#### DOCUMENT EXCERPT
»»

Quintman completed his undergraduate studies at Hampshire College and his graduate work at the University of Michigan. He served for seven years as Academic Director of the School for International Training’s Tibetan Studies program based in Kathmandu. Between 2001-2007 he also designed and led a summer program for Tibetan Studies in Tibet offered through the University of Michigan. Prior to joining Wesleyan, he taught at Princeton University, where he held the Cotsen-Mellon Fellowship in the History of the Book in the Society of Fellows in the Liberal Arts, and at Yale University.

««

#### THE REQUEST
Continue the Quintman biography above, starting after its last sentence.

#### SUPPLIED DATA
»»

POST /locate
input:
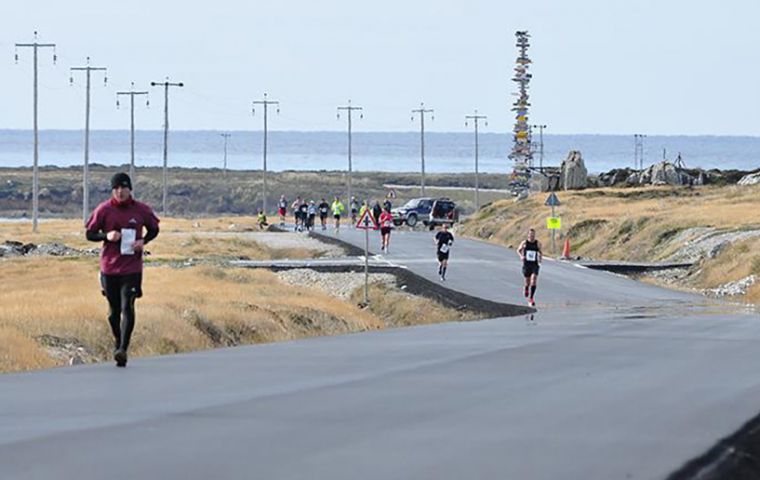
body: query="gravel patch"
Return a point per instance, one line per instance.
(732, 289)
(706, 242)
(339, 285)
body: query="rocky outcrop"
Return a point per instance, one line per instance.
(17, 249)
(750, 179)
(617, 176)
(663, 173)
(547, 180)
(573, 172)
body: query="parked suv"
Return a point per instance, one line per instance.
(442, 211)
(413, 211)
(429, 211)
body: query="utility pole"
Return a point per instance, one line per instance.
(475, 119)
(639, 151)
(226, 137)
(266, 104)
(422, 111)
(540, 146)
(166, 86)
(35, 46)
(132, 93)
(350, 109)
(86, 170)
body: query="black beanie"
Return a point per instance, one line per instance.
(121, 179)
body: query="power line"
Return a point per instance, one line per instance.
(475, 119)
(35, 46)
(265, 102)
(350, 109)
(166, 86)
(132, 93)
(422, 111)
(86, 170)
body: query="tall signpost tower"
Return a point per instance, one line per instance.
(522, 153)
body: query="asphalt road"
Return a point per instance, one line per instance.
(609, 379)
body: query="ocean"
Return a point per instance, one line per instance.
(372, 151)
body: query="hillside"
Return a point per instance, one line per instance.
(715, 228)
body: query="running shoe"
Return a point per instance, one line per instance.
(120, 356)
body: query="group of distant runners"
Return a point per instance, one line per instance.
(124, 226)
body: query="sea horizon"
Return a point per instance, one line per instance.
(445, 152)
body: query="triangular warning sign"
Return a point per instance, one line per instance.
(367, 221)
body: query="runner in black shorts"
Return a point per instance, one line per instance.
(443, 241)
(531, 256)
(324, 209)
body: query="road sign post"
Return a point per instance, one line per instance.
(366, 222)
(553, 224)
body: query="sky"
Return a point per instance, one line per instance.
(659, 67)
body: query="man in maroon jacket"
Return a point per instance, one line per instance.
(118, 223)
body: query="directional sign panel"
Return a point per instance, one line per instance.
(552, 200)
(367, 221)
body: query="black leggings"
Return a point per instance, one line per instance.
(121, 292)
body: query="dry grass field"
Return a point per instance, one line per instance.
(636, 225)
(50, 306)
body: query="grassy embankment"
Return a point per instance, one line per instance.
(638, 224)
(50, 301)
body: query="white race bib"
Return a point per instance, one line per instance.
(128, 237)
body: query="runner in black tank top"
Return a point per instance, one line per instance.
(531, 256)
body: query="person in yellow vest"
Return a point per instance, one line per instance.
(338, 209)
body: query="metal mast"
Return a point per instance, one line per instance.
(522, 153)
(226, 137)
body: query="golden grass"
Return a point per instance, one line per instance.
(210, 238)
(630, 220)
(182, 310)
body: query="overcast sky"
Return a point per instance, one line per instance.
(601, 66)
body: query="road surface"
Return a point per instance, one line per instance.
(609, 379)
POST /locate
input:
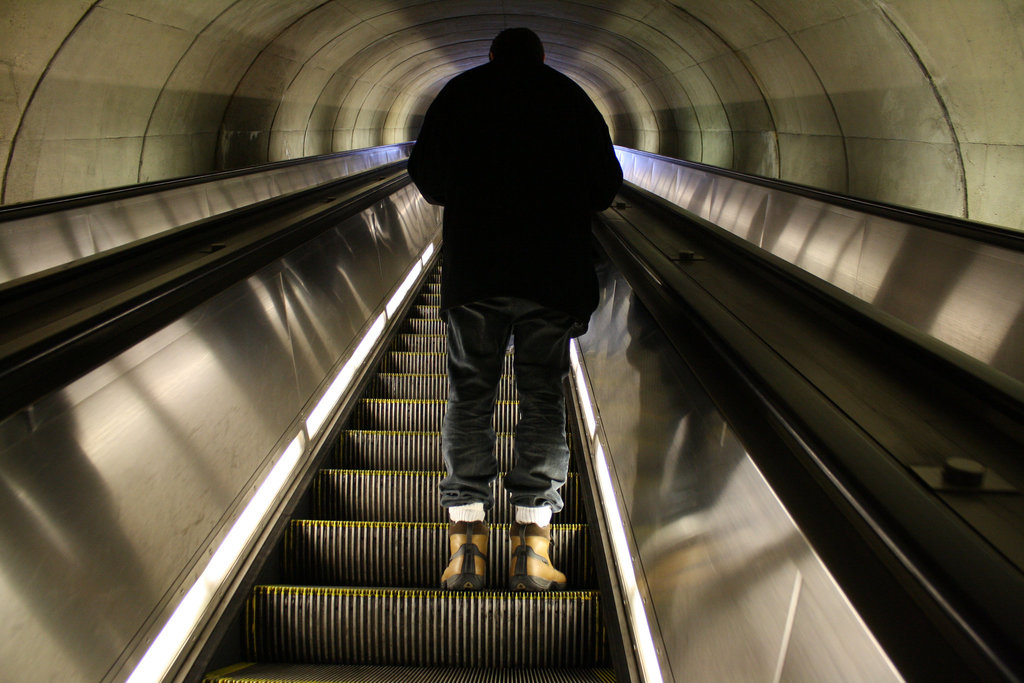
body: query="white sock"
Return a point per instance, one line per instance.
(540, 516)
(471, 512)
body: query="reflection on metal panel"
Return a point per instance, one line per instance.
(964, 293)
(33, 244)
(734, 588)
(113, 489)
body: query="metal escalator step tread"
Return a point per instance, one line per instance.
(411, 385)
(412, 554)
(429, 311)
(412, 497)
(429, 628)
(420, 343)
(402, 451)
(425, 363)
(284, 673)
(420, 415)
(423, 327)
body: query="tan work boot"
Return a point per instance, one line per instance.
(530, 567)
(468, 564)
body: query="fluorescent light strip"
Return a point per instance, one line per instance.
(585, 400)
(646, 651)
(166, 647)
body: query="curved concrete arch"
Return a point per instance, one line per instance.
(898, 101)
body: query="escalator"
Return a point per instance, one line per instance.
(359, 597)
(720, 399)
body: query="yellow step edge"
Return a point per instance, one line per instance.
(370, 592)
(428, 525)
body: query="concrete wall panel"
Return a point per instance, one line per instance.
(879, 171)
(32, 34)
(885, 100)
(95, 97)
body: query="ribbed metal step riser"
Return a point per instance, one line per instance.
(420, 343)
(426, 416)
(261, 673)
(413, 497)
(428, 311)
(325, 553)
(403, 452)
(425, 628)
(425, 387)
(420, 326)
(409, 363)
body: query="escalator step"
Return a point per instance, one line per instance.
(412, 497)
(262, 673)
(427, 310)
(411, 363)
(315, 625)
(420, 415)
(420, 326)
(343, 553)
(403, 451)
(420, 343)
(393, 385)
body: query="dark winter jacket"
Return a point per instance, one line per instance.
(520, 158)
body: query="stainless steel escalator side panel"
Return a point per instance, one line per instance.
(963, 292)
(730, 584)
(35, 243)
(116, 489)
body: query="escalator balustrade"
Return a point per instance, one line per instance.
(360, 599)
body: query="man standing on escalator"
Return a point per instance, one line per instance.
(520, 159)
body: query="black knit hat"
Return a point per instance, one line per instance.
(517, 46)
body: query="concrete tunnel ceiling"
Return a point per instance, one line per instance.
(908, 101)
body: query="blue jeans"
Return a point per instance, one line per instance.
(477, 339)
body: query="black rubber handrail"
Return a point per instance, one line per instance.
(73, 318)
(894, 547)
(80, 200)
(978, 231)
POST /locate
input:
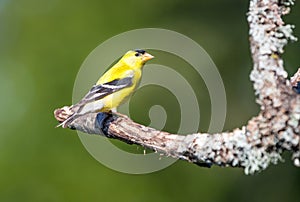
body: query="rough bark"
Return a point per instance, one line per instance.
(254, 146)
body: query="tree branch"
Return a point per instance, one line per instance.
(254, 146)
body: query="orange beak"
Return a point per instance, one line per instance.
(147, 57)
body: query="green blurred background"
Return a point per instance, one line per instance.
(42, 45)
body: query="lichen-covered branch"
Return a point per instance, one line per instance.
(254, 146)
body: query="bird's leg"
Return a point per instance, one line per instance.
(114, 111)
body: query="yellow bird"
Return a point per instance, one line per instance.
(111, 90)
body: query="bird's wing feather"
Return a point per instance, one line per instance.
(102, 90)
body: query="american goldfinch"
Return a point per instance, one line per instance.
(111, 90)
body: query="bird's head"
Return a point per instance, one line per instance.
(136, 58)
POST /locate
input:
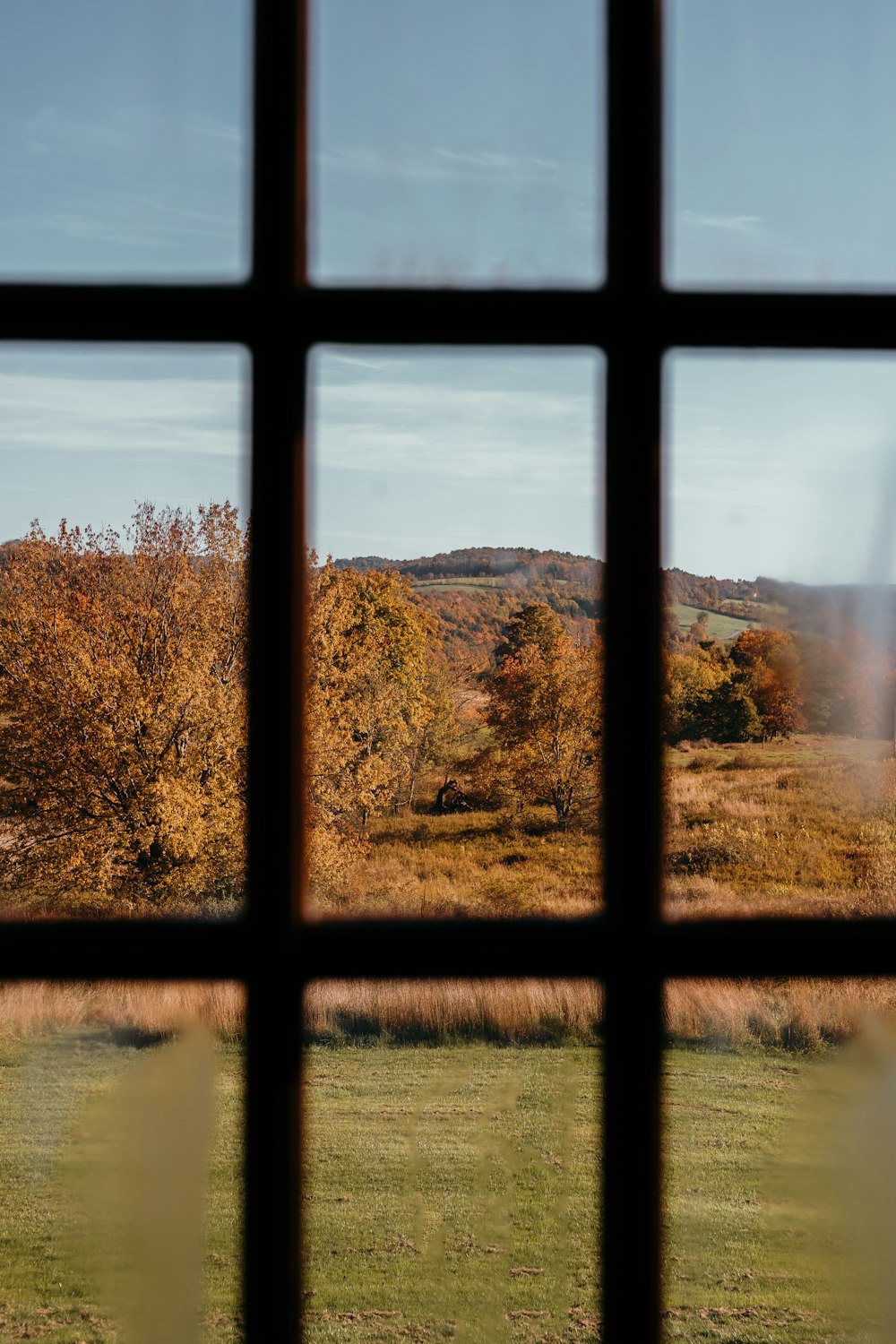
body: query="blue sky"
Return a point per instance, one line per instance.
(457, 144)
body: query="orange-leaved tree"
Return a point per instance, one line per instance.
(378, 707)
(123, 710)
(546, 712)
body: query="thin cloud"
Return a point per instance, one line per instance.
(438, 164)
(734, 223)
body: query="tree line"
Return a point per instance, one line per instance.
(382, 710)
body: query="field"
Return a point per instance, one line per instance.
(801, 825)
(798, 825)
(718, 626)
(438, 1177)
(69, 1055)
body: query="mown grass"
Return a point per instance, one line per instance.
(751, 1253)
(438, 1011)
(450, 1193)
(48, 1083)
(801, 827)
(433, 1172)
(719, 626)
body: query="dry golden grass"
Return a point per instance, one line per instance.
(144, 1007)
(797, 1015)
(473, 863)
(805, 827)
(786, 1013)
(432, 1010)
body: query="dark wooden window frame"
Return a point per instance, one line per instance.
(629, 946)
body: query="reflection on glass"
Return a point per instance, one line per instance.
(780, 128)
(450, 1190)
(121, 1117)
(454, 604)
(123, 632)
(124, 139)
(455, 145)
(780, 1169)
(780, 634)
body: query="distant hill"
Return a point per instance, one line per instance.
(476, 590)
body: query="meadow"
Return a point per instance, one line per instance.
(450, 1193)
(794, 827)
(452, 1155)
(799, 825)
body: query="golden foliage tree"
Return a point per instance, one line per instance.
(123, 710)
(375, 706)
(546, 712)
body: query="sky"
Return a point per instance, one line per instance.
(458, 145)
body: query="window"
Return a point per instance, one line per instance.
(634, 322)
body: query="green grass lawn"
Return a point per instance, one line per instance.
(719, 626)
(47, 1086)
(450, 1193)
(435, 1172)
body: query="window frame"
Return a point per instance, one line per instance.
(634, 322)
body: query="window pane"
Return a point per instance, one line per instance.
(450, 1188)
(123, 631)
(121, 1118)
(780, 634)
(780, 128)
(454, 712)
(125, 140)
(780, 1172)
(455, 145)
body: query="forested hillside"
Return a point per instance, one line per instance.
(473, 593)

««

#### OUTPUT FOR THIS EXERCISE
Quintman currently serves as the President of the Board of Directors of the Buddhist Digital Resource Center (BDRC) and South Asia book review editor for The Journal of Asian Studies. He is former Co-Chair of the Tibetan and Himalayan Religions Group of the American Academy of Religion and co-leads an ongoing collaborative workshop on Religion and the Literary in Tibet. He helped establish the Yale Himalaya Initiative for which he served as Faculty Coordinator. From 2015–2017, he was a Collaborative Research Fellow in the ACLS-Robert H. N. Ho Family Foundation Program in Buddhist Studies. During 2018–2020, he was a Research Fellow in the ACLS-Robert H. N. Ho Family Foundation Program in Buddhist Studies.